→ Given request
In the text below about growing up speaking only French, what did the writer say after a few days of Arabic classes, when asked what had been learned?
======== Page text
Thus, my first twenty years were crippled by the drama of not being able to speak another language than French: from my recollection, my parents never spoke to me in Chinese. In fact, my mother must have spoken to me in mandarin when I was an infant as she couldn’t speak French yet at that time. I was living in a small town of Morocco and, according to my parents, once I came back from kindergarten to decree that from then on I would only speak French. My parents are definitively too liberal and I am still offended by the fact that they had accepted my whim with such easiness! In fact it was quite convenient for my parents that my brother and I couldn’t speak a word of Chinese: they would argue and discuss private matters without having to worry about preserving our innocence. I must say that children have a more developed intuition than what parents think as we were able to recognize and memorize at an early stage most of the vulgarities often used. Also, I missed a second opportunity of becoming a bilingual when I was four years old. I had started to take some classes of Arabic, after a few days, my father asked me what I had learnt and I just said loudly “Allahu Akbar” (“God is great”). But my father probably thought that I was too young for that kind of education and he immediately removed me from the class. Soon after, we moved to Paris where I carried on my education in French.
================
======== Supplied material
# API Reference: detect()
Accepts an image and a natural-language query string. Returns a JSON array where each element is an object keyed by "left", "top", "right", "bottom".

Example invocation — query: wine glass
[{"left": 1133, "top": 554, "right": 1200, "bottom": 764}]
================
→ Solution below
"Allahu Akbar" ("God is great").